TO DO:
Shift the stretch from the line containing "pin: ceiling beam" through the last line: write out every line again, requests included, with 50 added to each coordinate in the answers.

--*--

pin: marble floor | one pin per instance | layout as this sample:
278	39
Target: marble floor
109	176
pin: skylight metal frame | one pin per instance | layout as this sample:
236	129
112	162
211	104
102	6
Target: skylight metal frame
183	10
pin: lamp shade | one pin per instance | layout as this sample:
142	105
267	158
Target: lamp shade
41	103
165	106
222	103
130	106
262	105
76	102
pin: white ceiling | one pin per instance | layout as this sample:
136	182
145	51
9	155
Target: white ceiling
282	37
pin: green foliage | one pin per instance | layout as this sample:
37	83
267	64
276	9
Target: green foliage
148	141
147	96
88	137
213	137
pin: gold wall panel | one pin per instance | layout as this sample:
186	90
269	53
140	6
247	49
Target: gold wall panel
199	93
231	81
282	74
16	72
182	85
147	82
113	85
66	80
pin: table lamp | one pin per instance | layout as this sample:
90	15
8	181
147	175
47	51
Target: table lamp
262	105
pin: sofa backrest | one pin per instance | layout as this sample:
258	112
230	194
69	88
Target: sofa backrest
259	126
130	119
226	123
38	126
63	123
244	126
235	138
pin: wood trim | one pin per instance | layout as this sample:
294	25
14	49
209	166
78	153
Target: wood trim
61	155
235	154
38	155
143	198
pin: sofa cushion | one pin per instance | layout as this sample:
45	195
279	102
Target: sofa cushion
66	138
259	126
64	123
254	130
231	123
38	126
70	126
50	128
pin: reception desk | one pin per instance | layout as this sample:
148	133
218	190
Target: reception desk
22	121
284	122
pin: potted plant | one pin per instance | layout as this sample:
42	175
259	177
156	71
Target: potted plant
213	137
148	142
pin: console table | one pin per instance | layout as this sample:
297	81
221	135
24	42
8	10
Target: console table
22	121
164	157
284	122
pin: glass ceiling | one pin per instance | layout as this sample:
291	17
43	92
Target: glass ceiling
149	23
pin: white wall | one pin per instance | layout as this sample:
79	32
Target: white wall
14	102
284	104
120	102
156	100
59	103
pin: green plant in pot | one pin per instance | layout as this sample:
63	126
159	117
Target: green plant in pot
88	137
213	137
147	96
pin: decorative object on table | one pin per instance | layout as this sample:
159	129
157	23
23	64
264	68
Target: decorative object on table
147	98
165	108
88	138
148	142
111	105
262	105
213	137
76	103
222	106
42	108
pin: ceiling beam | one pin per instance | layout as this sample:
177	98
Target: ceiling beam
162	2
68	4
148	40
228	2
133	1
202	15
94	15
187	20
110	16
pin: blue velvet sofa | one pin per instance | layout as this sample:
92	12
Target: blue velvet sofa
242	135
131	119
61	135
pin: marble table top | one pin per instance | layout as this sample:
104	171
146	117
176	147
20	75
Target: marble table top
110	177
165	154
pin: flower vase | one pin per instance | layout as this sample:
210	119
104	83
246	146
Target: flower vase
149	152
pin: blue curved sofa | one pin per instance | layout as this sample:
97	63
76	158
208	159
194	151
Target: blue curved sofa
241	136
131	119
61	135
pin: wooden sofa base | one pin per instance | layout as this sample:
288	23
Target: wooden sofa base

--*--

EXERCISE RESPONSE:
pin: ceiling beam | one pin per instance | layout as this sample:
177	98
Target: ceiling beam
212	52
118	54
198	90
278	52
183	51
252	65
144	65
237	70
160	66
pin: blue velvet sofa | one pin per instance | layout as this sample:
92	12
Target: blue velvet sofa
292	185
181	169
111	185
pin: marble table top | one pin per instance | layout as this sample:
104	171
146	117
176	147
20	75
Target: marble table top
160	227
215	204
pin: flower vase | one pin per instance | layout as this sample:
210	119
104	83
246	146
Target: flower vase
199	202
pin: blue curved sofa | one pin per instance | layout as this sample:
97	63
76	158
208	159
194	151
Target: blue curved sofa
291	186
181	169
111	185
pin: wooden sofa base | one pin per instance | layout as this sample:
288	23
Target: wooden sofa base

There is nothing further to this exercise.